§ **Check your understanding**:
1. Write out the passage of the season description from "The key component" up to and including "of today's headphones.", word for word.
2. Name every episode that the season description lists under "Episodes."

§ **Selected text**:
The Secret Genius of Modern Life - Season 2

Season 2
Hannah once again takes us on a deep dive to uncover the unbelievable, and sometimes hilarious, stories behind modern day technology. Taking apart a different piece of technology in each episode, with exclusive access to major technology companies like Samsung and Dyson and speaking to some of the world's leading innovators, the second series of The Secret Genius of Modern Life sees Hannah uncover:
How catching a French 19th century serial killer helped shape the modern-day passport control.
The key component in vacuum cleaners developed for a secret atomic bomb lab.
How a Mormon preacher's sermon was crucial to the development of today's headphones.
How South Korean sausages shed new light on the inner workings of our smartphones.

Episodes

Passport
Hannah gains access to a top-secret site where anonymous staff and the latest tech work to make the British passport one of the most secure documents on the planet.
She reveals the World War I spy craft hidden in the pages of every passport and takes a look into how modern ID checks were shaped by the hunt for a 19th-century French serial killer and 1970s psychedelic art.

Vacuum Cleaner
Hannah takes a look at the vacuum cleaner, going behind the scenes with Dyson and discovering how the motor in their latest vacuum spins nine times faster than that of a Formula One race car.
She finds out why a wheezy janitor in the 1900s took inspiration from a sewing machine to create the first popular, portable vacuum. And she comes face to face with a colony of creepy crawlies whose job is to help us fight the filth.

Smartphone
With over six billion of them across the planet, smartphones have changed the modern world. With rare access to electronics giant Samsung, Hannah uncovers the technological game-changers that have made the smartphone a reality.
She finds out how 1940s comic book hero Dick Tracy inspired the first mobile phone, discovers why the invention of the digital camera led to one of the biggest commercial blunders of all time, and reveals what a 2010 South Korean sausage frenzy can tell us about touchscreens.

Microwave
Hannah Fry discovers the hidden WWII radar technology that heats up baked beans, learns the legend of the melted candy bar in an engineer's pocket that kick-started a kitchen revolution, and puts her life on the line to demonstrate why microwaves zap food but not people!

Headphones
Headphones: these marvels of miniaturisation are worn by over 30 million people in the UK. Hannah Fry visits legendary headphone honchos Bose to find out how today's teeny earbud tech works and meets the human testers with ‘golden ears'.
She discovers how helicopters in the Korean War helped put the ‘shhh' into noise-cancelling, why it took a muted Mormon church service to get headphones onto people's heads, and how an opera singer's electric shock therapy led to the invention of the speaker.

Lift
Hannah goes behind the scenes to look at the technology behind the lift, entering a 246m high lift shaft to test everything from the brakes to her own fear of heights.
Along the way, she finds out how rickety 19th-century coal mines made lifts safer, gets to grips with a piece of medieval siege technology still used in lifts today, and discovers how an 1850s PR stunt changed the modern skyline forever.

§ **Given entries**:
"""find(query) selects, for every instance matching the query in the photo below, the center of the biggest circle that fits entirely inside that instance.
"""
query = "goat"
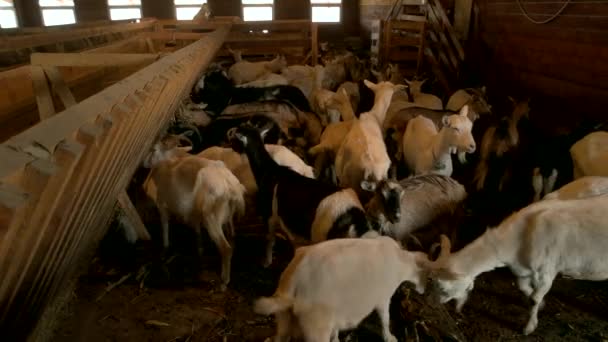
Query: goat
(334, 285)
(497, 140)
(245, 71)
(362, 160)
(217, 92)
(419, 201)
(320, 98)
(421, 99)
(199, 192)
(590, 155)
(475, 98)
(239, 164)
(583, 187)
(352, 90)
(537, 243)
(277, 185)
(427, 151)
(267, 80)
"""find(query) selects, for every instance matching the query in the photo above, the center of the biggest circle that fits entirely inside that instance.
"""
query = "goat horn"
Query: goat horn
(445, 247)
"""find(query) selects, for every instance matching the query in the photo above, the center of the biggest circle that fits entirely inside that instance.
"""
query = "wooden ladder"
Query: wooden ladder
(418, 30)
(404, 36)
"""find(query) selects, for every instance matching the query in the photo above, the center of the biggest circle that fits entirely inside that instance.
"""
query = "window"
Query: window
(187, 9)
(8, 18)
(57, 12)
(124, 9)
(326, 11)
(257, 10)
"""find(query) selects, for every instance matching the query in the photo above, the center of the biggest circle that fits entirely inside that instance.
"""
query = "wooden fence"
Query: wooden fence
(60, 179)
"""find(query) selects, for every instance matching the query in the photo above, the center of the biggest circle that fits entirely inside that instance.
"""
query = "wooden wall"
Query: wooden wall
(561, 64)
(90, 10)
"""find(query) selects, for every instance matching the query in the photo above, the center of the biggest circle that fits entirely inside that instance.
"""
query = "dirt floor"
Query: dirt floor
(174, 301)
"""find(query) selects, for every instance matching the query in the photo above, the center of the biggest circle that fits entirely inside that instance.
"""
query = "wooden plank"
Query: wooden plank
(407, 25)
(92, 59)
(102, 172)
(132, 216)
(46, 108)
(462, 17)
(150, 45)
(59, 86)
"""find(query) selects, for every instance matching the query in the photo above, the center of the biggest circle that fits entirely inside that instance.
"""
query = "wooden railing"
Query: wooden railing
(60, 179)
(16, 49)
(443, 49)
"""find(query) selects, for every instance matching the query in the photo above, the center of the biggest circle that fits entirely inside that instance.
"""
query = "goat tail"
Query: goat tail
(271, 305)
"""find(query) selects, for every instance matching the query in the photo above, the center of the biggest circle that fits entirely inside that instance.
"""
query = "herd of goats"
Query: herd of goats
(352, 163)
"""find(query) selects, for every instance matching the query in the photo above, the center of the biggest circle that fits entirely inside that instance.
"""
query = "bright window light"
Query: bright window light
(63, 16)
(189, 2)
(8, 17)
(118, 13)
(187, 9)
(186, 13)
(258, 2)
(56, 3)
(257, 13)
(326, 14)
(124, 2)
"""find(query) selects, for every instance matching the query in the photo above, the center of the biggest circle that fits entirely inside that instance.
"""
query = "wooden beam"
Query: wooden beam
(46, 108)
(315, 43)
(132, 216)
(59, 86)
(92, 59)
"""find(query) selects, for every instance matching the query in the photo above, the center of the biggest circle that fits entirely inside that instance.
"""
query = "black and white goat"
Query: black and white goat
(217, 91)
(300, 205)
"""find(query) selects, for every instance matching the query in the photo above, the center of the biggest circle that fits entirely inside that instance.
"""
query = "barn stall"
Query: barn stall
(80, 118)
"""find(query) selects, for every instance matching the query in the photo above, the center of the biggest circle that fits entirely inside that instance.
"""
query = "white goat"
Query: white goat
(199, 192)
(590, 155)
(587, 186)
(334, 285)
(421, 99)
(320, 97)
(362, 160)
(427, 151)
(537, 243)
(413, 203)
(239, 163)
(245, 71)
(267, 80)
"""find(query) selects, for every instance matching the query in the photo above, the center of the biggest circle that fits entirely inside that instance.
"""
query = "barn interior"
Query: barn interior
(91, 87)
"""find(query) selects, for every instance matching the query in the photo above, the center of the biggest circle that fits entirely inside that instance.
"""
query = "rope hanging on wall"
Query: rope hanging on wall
(542, 21)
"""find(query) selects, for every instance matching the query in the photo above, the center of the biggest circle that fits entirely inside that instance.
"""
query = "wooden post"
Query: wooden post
(46, 108)
(315, 43)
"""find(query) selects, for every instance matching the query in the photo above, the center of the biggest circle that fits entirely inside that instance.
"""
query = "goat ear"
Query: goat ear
(369, 84)
(445, 120)
(367, 185)
(400, 87)
(264, 131)
(185, 148)
(464, 111)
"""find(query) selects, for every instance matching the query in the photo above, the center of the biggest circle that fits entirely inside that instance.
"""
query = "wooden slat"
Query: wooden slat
(92, 59)
(46, 108)
(59, 86)
(114, 147)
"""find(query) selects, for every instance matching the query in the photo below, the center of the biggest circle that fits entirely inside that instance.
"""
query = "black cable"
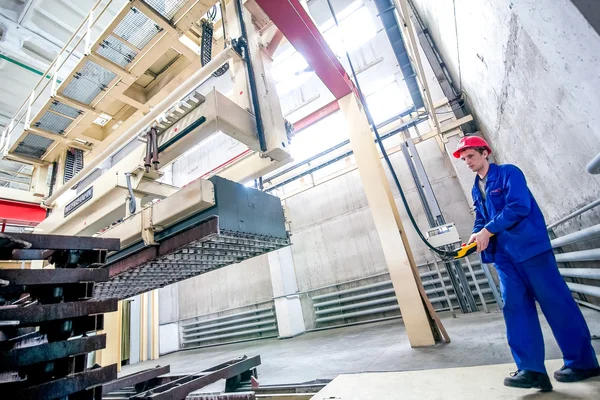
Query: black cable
(362, 99)
(132, 205)
(243, 43)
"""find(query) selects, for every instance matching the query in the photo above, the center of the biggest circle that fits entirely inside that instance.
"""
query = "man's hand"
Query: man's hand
(482, 238)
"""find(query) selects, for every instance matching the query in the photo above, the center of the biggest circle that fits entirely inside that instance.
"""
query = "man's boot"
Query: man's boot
(529, 380)
(566, 374)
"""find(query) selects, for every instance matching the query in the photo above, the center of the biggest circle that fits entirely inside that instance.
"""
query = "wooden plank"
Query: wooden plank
(395, 249)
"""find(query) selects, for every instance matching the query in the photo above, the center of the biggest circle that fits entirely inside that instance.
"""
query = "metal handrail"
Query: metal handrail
(574, 214)
(31, 99)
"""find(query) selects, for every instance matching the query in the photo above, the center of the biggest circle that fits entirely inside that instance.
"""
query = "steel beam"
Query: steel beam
(135, 378)
(20, 357)
(59, 388)
(148, 254)
(28, 277)
(180, 388)
(60, 242)
(300, 30)
(36, 314)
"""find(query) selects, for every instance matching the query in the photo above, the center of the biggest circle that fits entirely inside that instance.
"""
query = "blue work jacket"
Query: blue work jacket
(511, 213)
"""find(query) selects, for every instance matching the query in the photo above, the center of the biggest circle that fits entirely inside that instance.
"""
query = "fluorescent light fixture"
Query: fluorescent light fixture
(102, 119)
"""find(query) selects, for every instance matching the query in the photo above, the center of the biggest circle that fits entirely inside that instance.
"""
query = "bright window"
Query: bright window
(320, 136)
(386, 102)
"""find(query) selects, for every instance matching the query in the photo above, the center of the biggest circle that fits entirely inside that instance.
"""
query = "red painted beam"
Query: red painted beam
(299, 29)
(17, 213)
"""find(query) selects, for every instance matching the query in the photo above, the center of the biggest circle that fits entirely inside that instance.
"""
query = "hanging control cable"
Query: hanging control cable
(444, 254)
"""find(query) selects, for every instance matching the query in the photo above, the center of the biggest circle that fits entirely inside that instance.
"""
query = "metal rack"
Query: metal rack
(48, 318)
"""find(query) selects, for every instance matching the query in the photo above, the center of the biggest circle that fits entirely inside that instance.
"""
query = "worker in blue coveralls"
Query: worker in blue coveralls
(510, 232)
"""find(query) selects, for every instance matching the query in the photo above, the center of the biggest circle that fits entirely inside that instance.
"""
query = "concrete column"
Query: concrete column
(154, 335)
(134, 333)
(396, 250)
(285, 291)
(144, 327)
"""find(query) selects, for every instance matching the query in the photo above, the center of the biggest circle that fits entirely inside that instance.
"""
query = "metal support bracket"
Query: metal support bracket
(148, 227)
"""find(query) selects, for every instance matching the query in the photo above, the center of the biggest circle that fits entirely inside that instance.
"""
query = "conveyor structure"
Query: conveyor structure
(47, 317)
(205, 226)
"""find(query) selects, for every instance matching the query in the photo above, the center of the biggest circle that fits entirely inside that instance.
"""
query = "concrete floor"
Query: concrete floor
(477, 339)
(470, 383)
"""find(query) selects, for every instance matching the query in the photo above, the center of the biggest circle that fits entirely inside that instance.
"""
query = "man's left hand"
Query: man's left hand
(482, 238)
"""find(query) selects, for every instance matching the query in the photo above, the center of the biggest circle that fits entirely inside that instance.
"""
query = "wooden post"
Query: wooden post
(111, 354)
(143, 327)
(154, 324)
(376, 186)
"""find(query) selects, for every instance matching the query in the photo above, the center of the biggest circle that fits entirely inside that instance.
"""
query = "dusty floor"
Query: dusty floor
(469, 383)
(477, 339)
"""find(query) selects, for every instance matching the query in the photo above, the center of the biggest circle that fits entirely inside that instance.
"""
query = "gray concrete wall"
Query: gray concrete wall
(529, 71)
(233, 286)
(334, 238)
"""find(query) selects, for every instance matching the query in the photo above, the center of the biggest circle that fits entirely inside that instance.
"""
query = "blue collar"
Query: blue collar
(491, 176)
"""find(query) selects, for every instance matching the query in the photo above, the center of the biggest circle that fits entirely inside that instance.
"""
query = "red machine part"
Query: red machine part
(18, 213)
(299, 29)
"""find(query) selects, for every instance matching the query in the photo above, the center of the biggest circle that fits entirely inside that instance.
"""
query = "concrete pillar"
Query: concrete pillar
(154, 339)
(134, 333)
(396, 250)
(285, 292)
(144, 327)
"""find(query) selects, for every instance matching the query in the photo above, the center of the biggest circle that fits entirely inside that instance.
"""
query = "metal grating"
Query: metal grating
(167, 8)
(215, 250)
(136, 28)
(116, 51)
(73, 164)
(54, 123)
(33, 146)
(88, 83)
(65, 109)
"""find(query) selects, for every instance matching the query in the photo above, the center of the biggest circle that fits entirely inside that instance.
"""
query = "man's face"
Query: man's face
(474, 159)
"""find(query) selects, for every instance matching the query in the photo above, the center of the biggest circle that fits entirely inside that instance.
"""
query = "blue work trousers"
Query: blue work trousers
(538, 279)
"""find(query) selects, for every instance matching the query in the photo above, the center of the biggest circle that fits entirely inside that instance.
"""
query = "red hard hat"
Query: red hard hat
(468, 142)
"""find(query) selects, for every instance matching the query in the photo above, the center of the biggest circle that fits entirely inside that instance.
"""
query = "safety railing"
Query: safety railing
(50, 76)
(257, 323)
(370, 302)
(584, 281)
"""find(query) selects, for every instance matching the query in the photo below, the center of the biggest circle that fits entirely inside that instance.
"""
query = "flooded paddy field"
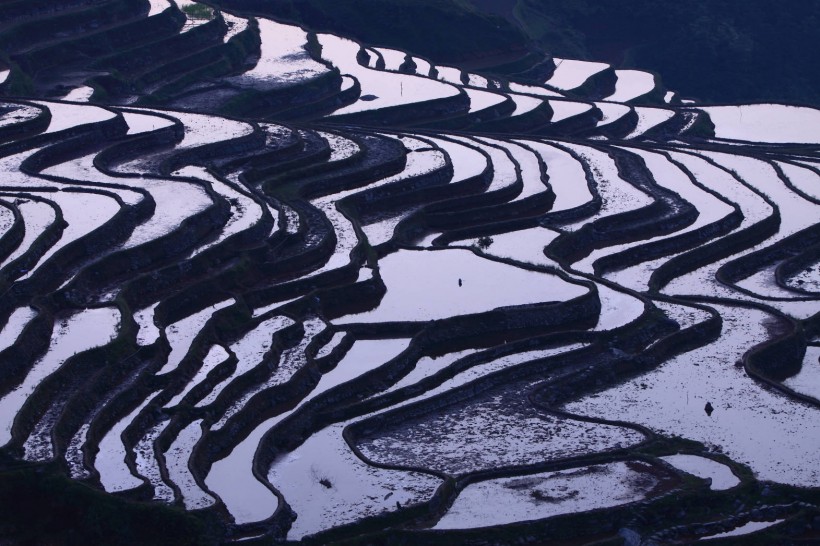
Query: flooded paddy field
(307, 289)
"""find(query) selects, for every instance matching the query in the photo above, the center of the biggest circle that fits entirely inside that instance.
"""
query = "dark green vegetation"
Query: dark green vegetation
(716, 50)
(346, 160)
(40, 506)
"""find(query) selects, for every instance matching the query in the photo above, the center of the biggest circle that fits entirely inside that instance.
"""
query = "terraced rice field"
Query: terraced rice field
(314, 289)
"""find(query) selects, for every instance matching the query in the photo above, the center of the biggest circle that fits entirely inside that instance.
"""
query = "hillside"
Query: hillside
(267, 282)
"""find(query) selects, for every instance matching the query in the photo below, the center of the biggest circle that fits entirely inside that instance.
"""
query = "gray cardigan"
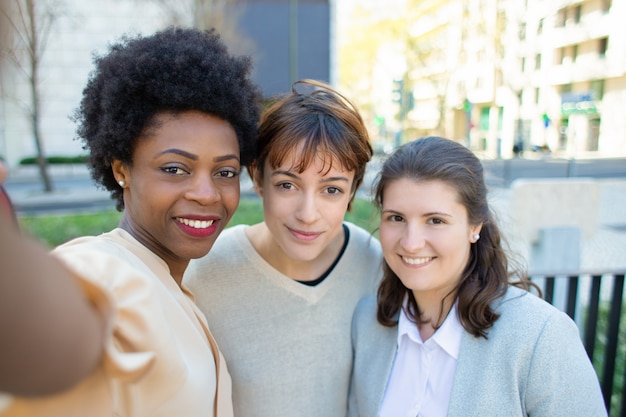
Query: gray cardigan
(532, 364)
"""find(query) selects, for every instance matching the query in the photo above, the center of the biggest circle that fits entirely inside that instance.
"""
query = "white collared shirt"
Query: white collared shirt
(421, 377)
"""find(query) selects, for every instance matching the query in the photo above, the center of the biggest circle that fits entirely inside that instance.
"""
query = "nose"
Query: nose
(413, 238)
(307, 210)
(203, 190)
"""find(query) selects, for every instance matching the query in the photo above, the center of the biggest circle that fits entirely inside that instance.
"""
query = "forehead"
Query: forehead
(299, 160)
(420, 194)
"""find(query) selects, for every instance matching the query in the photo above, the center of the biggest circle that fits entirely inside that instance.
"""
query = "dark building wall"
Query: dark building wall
(266, 24)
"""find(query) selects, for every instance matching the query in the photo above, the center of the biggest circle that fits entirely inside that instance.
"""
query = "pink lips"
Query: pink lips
(304, 236)
(197, 228)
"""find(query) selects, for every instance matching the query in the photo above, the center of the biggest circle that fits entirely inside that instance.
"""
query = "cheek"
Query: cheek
(386, 237)
(231, 196)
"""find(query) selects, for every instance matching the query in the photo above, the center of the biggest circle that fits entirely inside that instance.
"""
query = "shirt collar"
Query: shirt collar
(448, 336)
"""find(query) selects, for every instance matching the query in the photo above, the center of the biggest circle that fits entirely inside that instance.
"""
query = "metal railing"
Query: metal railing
(594, 300)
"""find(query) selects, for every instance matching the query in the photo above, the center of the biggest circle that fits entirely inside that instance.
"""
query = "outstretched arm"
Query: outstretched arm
(52, 336)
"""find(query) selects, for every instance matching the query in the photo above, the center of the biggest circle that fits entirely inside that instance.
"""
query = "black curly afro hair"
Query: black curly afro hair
(174, 70)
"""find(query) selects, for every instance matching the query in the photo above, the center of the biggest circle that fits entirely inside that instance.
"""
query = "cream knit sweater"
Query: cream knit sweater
(287, 345)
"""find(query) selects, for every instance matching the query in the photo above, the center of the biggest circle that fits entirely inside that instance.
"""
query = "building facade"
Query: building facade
(533, 75)
(287, 40)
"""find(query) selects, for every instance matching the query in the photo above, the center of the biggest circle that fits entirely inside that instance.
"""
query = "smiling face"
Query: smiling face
(425, 236)
(303, 213)
(182, 187)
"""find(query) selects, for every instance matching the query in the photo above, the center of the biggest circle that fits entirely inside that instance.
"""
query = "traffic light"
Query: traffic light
(398, 91)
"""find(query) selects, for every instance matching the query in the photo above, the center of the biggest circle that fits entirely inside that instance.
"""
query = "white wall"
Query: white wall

§ **Outputs for the tasks**:
1.
The key component in vacuum cleaners developed for a secret atomic bomb lab.
How a Mormon preacher's sermon was crucial to the development of today's headphones.

2.
Passport
Vacuum Cleaner
Smartphone
Microwave
Headphones
Lift